PROVIDED TEXT —
════════════════════
No-Sign is a regular feature that gives an in depth opinion on whatever deserves a proper verbal thrashing. Basically, instead of earning a highly esteemed Co-Sign, it’s about to catch fade on a No-Sign. In this edition, Wu-Tang Clan’s self-perceived masterpiece “Once Upon a Time in Shaolin” is purchased by none other than a corporate bro it was supposed to avoid.
A few months back, I wrote a post covering the news on Wu-Tang Clan’s coveted “Once Upon a Time in Shaolin” album. I use the word ‘coveted’ because I suppose that’s the proper adjective to describe a single copy album housed in a silver-and-nickel box carved by a British-Moroccan artist. I even went as far as throw in the words ‘holy grail’ into the title. The tag words alone place the record up on a pedestal without fans even hearing a single full song from the 31-cut tracklist; what we did know was that Cher was featured.
════════════════════
WHAT TO DO —
**A.** According to the No-Sign piece, how many tracks are on the album's tracklist?
**B.** Rename "Co-Sign" to "Stamp of Approval" in the No-Sign piece, and give the passage from "No-Sign is a" up to and including "supposed to avoid.".
The rows that follow are separate material, not part of the No-Sign piece.
════════════════════
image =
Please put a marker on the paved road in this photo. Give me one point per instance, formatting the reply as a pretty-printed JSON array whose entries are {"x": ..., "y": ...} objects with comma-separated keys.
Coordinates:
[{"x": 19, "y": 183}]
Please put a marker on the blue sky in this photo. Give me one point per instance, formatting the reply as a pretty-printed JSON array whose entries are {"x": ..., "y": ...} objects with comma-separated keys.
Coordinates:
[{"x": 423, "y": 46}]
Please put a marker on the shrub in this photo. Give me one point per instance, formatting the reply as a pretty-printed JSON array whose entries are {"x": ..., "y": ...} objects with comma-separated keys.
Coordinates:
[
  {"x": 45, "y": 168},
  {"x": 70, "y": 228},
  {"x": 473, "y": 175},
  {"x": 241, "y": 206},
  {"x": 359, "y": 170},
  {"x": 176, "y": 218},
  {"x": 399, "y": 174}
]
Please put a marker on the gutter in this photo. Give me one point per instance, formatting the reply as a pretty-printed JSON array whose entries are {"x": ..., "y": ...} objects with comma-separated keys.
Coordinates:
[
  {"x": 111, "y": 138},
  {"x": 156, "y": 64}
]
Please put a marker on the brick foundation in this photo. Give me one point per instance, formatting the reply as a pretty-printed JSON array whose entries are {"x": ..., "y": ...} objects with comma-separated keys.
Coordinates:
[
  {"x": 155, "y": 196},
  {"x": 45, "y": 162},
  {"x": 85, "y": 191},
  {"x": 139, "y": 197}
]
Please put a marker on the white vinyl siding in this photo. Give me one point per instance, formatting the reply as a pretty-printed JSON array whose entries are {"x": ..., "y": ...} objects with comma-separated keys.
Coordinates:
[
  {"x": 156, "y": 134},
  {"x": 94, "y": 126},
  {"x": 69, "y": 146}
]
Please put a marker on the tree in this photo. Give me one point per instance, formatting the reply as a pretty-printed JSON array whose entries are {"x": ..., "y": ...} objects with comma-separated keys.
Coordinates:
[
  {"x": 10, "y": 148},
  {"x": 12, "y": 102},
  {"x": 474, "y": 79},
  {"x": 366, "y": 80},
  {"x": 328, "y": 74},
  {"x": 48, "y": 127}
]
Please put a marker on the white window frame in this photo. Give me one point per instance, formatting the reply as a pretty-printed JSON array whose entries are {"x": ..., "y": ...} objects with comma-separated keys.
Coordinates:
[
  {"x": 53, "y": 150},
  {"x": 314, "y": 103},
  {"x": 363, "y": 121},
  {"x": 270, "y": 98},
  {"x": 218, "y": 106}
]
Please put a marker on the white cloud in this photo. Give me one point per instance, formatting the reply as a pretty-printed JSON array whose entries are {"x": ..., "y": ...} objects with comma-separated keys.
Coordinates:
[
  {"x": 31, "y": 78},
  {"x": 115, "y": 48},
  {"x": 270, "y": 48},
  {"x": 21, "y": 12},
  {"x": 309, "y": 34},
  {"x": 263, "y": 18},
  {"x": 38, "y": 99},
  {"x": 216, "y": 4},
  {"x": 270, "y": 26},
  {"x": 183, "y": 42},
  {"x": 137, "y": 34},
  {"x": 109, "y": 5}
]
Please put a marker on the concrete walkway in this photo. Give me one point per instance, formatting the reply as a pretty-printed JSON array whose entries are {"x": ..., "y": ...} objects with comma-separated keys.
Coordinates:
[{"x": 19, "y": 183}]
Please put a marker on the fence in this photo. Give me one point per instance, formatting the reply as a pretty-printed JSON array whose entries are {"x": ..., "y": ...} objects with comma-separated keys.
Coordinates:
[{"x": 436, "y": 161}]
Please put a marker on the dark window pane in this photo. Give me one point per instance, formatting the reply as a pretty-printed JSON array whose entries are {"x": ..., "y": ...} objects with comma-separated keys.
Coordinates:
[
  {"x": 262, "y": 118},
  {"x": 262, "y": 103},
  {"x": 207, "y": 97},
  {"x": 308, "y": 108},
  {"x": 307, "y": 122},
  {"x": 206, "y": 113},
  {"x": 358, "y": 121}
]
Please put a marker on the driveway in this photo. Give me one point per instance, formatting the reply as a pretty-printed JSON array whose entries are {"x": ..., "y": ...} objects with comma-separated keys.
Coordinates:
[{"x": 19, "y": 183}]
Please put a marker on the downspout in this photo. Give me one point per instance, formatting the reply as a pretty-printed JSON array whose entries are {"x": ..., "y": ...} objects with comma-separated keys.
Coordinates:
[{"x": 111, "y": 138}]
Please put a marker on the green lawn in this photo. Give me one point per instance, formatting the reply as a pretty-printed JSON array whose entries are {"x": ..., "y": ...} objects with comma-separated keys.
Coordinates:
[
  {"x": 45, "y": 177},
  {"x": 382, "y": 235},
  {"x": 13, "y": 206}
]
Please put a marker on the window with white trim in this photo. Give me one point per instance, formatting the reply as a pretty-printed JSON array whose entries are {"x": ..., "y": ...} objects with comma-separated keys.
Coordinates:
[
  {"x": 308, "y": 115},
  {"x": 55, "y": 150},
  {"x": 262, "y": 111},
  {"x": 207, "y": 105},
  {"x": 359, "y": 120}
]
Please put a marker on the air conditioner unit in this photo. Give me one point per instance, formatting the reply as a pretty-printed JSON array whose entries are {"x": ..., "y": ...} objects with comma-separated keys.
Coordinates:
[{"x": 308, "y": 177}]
════════════════════
ANSWER LIST —
**A.** 31

**B.**
No-Sign is a regular feature that gives an in depth opinion on whatever deserves a proper verbal thrashing. Basically, instead of earning a highly esteemed Stamp of Approval, it’s about to catch fade on a No-Sign. In this edition, Wu-Tang Clan’s self-perceived masterpiece “Once Upon a Time in Shaolin” is purchased by none other than a corporate bro it was supposed to avoid.